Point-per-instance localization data
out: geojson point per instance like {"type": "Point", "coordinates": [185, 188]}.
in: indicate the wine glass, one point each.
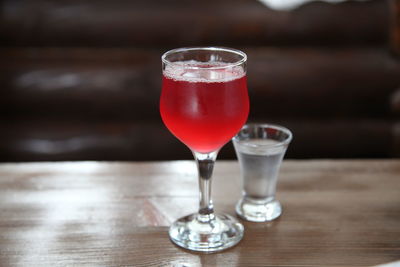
{"type": "Point", "coordinates": [204, 103]}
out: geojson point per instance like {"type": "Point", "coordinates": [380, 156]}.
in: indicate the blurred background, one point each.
{"type": "Point", "coordinates": [80, 79]}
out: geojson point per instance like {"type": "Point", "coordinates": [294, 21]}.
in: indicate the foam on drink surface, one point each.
{"type": "Point", "coordinates": [195, 71]}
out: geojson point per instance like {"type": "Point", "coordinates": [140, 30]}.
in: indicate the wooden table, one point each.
{"type": "Point", "coordinates": [336, 213]}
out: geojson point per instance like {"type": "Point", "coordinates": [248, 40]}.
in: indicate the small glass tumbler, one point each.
{"type": "Point", "coordinates": [260, 149]}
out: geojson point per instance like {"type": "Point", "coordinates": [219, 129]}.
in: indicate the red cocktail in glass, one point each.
{"type": "Point", "coordinates": [204, 103]}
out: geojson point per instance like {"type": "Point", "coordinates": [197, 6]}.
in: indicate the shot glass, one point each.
{"type": "Point", "coordinates": [260, 149]}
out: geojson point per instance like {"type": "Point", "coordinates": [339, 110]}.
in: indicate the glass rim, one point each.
{"type": "Point", "coordinates": [205, 48]}
{"type": "Point", "coordinates": [265, 125]}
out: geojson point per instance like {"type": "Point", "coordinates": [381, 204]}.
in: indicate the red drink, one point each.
{"type": "Point", "coordinates": [203, 107]}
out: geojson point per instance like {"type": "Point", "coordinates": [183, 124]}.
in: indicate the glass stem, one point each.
{"type": "Point", "coordinates": [205, 164]}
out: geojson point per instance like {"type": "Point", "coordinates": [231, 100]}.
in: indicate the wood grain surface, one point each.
{"type": "Point", "coordinates": [336, 213]}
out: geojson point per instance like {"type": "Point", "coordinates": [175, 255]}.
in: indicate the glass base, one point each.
{"type": "Point", "coordinates": [258, 210]}
{"type": "Point", "coordinates": [198, 233]}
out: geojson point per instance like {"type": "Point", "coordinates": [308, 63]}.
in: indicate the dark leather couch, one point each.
{"type": "Point", "coordinates": [80, 80]}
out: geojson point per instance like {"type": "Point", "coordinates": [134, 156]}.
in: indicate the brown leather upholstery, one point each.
{"type": "Point", "coordinates": [80, 80]}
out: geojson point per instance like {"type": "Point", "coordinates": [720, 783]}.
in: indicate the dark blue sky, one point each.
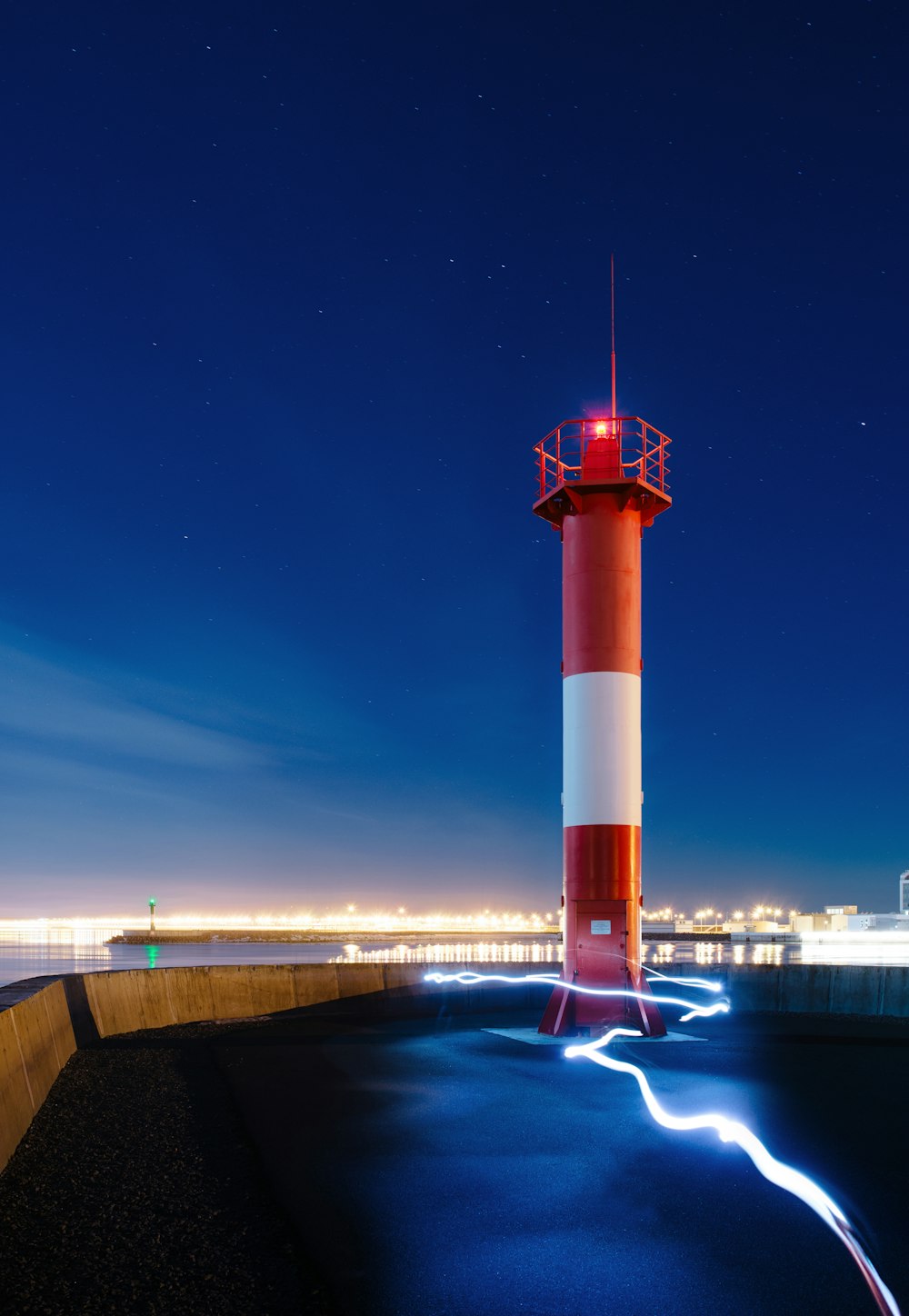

_PROBLEM DETAILS_
Once the pictures are removed, print all the remaining data exactly as it stands.

_EXERCISE RESPONSE_
out: geojson point per instance like {"type": "Point", "coordinates": [185, 188]}.
in: indicate the wine glass, one point each.
{"type": "Point", "coordinates": [204, 103]}
out: geojson point per instance like {"type": "Point", "coordinates": [380, 156]}.
in: indicate the blurred background, one point each.
{"type": "Point", "coordinates": [80, 79]}
out: geojson point per instance like {"type": "Point", "coordinates": [294, 21]}.
in: indicate the foam on drink surface, one point each.
{"type": "Point", "coordinates": [195, 71]}
out: geojson point per instance like {"type": "Point", "coordinates": [140, 30]}.
in: indicate the wooden table, one point each.
{"type": "Point", "coordinates": [336, 213]}
out: geojson point per instance like {"type": "Point", "coordinates": [248, 40]}.
in: indicate the small glass tumbler, one point each.
{"type": "Point", "coordinates": [260, 149]}
out: geojson point per instance like {"type": "Point", "coordinates": [219, 129]}.
in: indicate the red cocktail in glass, one point each.
{"type": "Point", "coordinates": [204, 103]}
out: geojson point per instance like {"type": "Point", "coordinates": [197, 6]}.
in: indicate the shot glass, one point each.
{"type": "Point", "coordinates": [260, 149]}
out: geojson point per instance like {"type": "Point", "coordinates": [339, 110]}.
in: indicate the glass rim, one point each.
{"type": "Point", "coordinates": [205, 48]}
{"type": "Point", "coordinates": [265, 125]}
out: geojson point per instance like {"type": "Point", "coordinates": [381, 204]}.
in: indicate the red drink, one point each.
{"type": "Point", "coordinates": [203, 107]}
out: geojson point per instance like {"type": "Point", "coordinates": [183, 124]}.
in: indicate the glass stem, one point each.
{"type": "Point", "coordinates": [205, 164]}
out: geojson point per instance like {"type": "Point", "coordinates": [231, 100]}.
in: indicate the wood grain surface, one point each.
{"type": "Point", "coordinates": [336, 213]}
out: geojson point per instance like {"type": "Point", "coordinates": [175, 255]}.
in: indicate the glass base, one point each.
{"type": "Point", "coordinates": [258, 210]}
{"type": "Point", "coordinates": [198, 233]}
out: geojson point per instance like {"type": "Point", "coordinates": [308, 63]}.
in: indicate the dark leather couch, one point each.
{"type": "Point", "coordinates": [80, 80]}
out: geojson point per instance like {"type": "Point", "coordinates": [134, 156]}.
in: indicate the brown leather upholstery, one point each.
{"type": "Point", "coordinates": [80, 80]}
out: geojson point per instance like {"type": "Point", "coordinates": [720, 783]}.
in: indicate the dark blue sky, one point each.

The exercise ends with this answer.